(To be done) Locate each line in the items that contains the string "wall", matching case exactly, and copy those lines out in full.

Entries on locating named things:
-- Start --
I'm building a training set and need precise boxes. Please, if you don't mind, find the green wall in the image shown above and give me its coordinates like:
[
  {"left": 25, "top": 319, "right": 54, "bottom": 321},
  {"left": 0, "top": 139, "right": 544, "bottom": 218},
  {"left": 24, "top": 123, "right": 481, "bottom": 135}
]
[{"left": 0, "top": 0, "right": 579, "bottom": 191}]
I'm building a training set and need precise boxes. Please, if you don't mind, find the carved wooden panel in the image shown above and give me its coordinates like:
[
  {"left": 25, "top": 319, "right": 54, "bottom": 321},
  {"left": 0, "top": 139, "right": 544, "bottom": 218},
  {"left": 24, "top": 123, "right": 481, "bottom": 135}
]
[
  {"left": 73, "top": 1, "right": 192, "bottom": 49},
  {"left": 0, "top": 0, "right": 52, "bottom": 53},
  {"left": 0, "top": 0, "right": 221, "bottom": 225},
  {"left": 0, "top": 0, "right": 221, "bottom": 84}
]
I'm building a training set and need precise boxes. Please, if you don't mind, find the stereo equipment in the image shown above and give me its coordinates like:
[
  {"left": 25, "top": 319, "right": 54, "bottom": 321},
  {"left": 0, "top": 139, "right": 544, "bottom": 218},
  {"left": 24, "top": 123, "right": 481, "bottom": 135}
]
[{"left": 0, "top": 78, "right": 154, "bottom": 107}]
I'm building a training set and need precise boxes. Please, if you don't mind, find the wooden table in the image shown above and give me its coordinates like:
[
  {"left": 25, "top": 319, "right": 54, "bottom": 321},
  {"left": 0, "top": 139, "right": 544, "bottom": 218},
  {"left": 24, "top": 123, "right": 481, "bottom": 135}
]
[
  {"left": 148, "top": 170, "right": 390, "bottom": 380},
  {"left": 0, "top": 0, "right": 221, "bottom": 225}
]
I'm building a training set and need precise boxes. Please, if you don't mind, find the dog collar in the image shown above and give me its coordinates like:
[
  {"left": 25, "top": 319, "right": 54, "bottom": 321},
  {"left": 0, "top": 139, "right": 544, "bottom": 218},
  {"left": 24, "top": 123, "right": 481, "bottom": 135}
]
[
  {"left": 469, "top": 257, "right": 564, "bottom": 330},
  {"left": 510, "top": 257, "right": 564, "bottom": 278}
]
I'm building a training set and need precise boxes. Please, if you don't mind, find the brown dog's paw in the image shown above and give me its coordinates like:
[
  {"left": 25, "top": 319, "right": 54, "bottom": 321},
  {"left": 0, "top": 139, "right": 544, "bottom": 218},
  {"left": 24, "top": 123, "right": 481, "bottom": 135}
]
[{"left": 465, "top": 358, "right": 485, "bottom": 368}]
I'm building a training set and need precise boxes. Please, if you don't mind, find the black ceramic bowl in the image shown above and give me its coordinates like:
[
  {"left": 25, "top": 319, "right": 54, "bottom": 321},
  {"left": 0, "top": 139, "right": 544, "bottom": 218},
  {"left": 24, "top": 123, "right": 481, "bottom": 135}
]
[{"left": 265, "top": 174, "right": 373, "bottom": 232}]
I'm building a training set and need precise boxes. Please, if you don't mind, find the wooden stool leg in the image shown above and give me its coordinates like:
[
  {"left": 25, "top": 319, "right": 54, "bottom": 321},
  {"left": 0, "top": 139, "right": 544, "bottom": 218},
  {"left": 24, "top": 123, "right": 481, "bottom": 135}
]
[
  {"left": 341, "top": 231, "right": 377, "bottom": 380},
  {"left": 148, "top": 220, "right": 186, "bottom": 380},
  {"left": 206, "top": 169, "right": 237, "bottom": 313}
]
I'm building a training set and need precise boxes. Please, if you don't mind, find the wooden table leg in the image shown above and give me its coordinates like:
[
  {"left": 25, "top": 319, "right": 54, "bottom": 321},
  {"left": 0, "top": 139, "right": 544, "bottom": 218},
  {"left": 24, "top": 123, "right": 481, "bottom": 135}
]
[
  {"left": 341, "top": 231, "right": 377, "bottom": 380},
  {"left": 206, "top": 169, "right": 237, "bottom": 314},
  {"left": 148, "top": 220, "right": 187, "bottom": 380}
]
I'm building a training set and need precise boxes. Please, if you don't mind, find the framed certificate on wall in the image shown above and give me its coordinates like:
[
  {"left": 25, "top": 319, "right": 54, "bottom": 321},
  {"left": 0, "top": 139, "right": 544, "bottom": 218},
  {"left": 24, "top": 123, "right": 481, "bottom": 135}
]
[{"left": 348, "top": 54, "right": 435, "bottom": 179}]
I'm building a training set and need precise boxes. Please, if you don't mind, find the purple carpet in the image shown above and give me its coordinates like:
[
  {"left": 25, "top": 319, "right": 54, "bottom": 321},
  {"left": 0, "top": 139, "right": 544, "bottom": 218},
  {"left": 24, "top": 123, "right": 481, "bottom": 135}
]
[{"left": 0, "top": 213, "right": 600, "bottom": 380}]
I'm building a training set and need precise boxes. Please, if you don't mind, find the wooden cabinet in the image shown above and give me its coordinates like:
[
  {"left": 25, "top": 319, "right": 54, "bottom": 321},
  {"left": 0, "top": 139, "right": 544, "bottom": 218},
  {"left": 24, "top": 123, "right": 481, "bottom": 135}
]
-- End --
(Exercise output)
I'm building a training set and need precise boxes. Please, if you don't mind, find the green wall in the image shown above and give me its coordinates like:
I'm building a training set and need precise boxes. Please, if you don't mind, find the framed certificate on wall in the image shown above and give me its coordinates like:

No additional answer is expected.